Work instructions
(a) In the Wrigley Field text, what was the ballpark's official capacity when it opened?
(b) Reproduce word for word the passage of the Wrigley Field text that opens with the words containing "I got a little" and closes with "is worth sharing here.".

Excerpted text
I got a little carried away when I put together my list of the ten greatest games in Wrigley Field history for the old ballpark’s 100th anniversary on April 23, 2014, spilling more than 600 words on the early history of the ballpark before getting to my list. I couldn’t argue when that was excised from the published piece, but still think the fact-heavy intro is worth sharing here.

Commissioned by Charles Weeghman, the proprietor of the Chicago lunchroom chain Weeghman’s Cafés, the ballpark now known as Wrigley Field opened on April 23, 1914 as the home of Chicago’s entry into the new Federal League, a rival league created to challenge the National and American, the latter then entering just its 14th season. Weeghman owned the Chicago Federals and gave his own name to the ballpark at the corner of West Addison and North Clark Streets, which upon its inauguration had a single-decked grandstand and an official capacity of just 14,000 people.

Excerpted data
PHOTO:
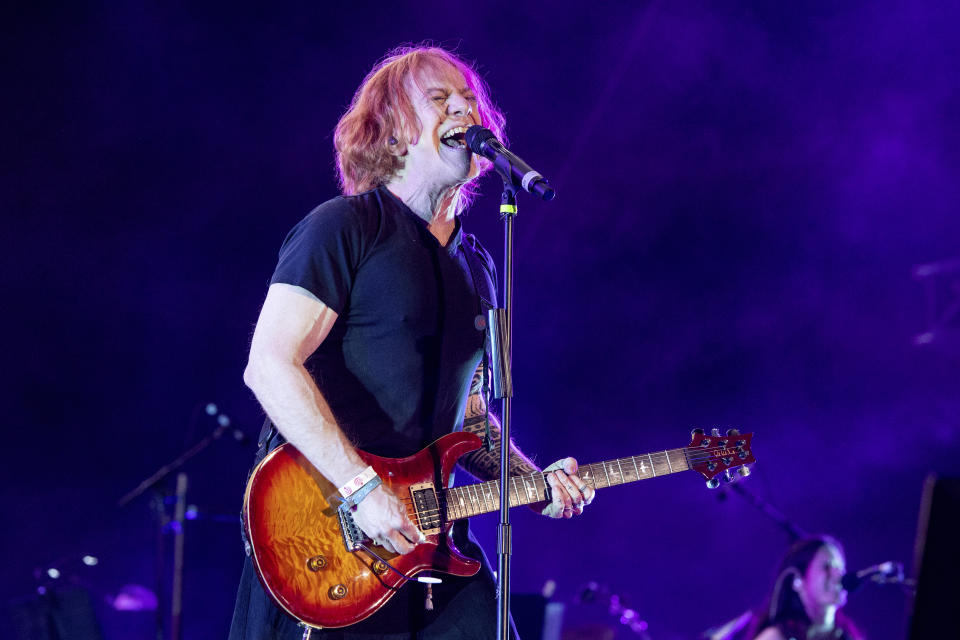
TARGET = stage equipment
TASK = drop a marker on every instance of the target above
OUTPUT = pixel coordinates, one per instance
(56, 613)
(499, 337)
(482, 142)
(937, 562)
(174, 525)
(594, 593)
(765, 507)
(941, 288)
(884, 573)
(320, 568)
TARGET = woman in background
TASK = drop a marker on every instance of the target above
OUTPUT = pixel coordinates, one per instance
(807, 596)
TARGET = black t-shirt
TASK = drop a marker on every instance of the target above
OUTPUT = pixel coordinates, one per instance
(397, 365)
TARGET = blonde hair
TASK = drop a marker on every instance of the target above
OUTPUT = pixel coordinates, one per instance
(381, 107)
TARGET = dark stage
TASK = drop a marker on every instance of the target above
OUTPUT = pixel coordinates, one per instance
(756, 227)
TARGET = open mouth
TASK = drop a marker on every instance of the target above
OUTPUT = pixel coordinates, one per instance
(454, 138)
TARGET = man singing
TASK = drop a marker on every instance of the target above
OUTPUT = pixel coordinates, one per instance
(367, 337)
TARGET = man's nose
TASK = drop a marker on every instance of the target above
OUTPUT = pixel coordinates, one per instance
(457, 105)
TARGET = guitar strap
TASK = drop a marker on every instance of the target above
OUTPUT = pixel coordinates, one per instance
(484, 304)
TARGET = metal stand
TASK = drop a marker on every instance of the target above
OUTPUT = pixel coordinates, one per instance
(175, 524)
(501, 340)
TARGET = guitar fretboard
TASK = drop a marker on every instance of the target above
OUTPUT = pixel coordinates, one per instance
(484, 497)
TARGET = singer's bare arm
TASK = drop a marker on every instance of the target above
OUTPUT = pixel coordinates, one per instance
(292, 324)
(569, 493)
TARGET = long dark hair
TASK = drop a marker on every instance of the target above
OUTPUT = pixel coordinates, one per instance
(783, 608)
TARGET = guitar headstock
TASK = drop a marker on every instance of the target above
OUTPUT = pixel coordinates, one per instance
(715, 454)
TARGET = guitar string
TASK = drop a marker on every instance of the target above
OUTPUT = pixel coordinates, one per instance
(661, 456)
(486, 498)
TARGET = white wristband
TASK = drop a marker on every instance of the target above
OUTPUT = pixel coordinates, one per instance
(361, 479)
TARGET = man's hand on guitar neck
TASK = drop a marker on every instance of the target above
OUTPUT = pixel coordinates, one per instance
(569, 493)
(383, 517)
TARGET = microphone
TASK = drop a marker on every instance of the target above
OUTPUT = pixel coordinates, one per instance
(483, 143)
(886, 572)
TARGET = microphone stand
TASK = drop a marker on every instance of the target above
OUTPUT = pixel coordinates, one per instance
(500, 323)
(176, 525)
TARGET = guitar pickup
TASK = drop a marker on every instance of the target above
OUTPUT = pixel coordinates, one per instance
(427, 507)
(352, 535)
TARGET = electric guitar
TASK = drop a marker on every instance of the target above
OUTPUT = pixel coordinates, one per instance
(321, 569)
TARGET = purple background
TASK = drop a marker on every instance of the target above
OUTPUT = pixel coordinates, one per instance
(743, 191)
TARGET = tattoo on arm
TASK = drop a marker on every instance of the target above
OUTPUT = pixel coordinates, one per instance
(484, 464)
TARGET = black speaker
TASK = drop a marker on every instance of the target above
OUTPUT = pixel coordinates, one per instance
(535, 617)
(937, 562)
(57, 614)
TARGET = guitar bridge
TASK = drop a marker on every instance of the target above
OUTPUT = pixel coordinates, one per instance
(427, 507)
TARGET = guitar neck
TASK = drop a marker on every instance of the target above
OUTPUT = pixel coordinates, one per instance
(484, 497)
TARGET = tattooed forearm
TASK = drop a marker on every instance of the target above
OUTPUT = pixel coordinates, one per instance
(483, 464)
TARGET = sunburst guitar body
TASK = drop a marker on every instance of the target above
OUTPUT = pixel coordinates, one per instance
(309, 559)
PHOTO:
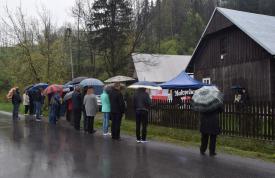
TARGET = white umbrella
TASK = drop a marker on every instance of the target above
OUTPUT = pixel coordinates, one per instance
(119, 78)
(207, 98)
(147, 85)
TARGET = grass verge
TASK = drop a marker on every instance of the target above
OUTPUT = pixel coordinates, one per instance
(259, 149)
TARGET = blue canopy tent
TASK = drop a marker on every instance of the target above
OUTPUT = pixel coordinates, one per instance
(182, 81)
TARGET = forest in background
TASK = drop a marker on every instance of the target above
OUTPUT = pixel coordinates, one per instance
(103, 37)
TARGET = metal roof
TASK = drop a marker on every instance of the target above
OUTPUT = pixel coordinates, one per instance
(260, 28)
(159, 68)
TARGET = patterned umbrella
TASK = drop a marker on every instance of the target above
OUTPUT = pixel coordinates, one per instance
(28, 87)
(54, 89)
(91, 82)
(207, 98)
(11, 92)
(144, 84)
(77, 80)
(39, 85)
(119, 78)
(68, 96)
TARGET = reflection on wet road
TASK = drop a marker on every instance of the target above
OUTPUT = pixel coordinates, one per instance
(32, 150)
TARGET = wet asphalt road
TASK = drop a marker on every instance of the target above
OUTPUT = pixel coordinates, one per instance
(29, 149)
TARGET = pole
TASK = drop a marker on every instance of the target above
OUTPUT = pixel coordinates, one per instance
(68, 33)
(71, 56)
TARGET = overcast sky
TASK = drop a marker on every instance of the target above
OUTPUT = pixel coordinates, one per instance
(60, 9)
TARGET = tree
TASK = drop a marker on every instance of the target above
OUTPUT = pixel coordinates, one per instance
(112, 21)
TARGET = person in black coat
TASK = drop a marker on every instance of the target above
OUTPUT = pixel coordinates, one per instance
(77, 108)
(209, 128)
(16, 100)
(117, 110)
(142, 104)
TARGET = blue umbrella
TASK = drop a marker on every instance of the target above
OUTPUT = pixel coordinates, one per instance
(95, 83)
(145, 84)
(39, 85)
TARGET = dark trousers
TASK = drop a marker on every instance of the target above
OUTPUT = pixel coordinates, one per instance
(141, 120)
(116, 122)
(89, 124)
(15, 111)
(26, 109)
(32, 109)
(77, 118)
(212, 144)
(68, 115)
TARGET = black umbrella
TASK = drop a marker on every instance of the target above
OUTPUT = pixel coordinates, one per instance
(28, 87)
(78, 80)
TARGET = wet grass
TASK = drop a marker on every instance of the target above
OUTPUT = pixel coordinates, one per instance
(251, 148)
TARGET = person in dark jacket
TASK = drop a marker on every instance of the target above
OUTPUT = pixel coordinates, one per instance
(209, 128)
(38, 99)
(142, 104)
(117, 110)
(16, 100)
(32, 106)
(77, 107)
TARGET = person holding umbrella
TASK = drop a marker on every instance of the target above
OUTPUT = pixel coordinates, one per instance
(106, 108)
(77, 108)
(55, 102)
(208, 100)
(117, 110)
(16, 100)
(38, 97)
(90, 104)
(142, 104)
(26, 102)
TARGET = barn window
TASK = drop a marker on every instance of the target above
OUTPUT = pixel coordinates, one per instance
==
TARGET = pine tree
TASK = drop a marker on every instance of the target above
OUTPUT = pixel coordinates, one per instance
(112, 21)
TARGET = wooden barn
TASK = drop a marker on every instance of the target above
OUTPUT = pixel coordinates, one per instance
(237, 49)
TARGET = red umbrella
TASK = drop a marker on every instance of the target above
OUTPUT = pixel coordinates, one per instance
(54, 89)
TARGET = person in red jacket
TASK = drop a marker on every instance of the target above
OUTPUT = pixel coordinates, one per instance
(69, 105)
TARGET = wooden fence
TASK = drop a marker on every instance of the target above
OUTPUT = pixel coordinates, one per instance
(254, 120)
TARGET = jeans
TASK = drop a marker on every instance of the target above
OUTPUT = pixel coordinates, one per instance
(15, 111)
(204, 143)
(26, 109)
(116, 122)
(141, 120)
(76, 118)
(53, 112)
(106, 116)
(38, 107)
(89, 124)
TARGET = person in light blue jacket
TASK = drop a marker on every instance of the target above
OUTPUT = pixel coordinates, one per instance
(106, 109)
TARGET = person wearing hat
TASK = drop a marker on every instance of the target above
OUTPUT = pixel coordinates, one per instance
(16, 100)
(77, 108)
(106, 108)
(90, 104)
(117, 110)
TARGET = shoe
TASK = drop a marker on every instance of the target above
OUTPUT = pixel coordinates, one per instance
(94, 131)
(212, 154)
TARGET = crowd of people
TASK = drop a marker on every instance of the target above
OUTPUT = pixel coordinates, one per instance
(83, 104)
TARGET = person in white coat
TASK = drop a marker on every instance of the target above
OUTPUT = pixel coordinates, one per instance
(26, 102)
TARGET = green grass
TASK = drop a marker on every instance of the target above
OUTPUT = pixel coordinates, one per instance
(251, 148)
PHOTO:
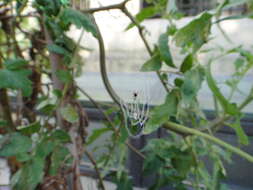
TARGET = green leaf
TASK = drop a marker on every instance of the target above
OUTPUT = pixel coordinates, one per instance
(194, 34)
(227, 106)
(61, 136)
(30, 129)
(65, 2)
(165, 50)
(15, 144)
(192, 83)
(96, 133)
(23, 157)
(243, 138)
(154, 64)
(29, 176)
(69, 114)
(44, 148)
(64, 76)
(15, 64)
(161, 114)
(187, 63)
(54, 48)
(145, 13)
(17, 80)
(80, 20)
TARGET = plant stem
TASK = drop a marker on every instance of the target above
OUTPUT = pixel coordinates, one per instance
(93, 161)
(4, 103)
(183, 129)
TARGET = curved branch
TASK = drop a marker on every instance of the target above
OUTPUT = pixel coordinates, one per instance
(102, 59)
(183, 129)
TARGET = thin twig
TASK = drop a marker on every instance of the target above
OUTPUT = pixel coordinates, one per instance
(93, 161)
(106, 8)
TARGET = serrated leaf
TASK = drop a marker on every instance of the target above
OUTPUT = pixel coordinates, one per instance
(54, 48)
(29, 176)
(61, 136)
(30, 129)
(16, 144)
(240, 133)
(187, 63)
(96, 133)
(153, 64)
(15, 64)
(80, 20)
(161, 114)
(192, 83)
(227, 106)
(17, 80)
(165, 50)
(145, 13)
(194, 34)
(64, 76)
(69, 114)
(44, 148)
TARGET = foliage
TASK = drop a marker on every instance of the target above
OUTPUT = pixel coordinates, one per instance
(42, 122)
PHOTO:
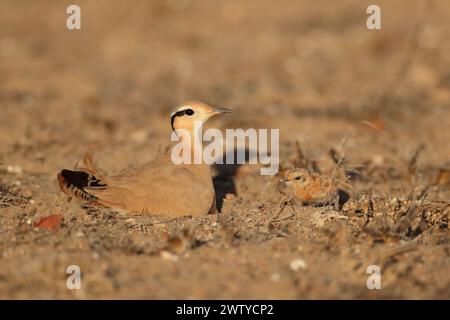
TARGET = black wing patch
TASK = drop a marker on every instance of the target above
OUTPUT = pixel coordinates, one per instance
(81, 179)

Responses to the tasks
(a) 14,000 people

(b)
I got a little carried away when I put together my list of the ten greatest games in Wrigley Field history for the old ballpark’s 100th anniversary on April 23, 2014, spilling more than 600 words on the early history of the ballpark before getting to my list. I couldn’t argue when that was excised from the published piece, but still think the fact-heavy intro is worth sharing here.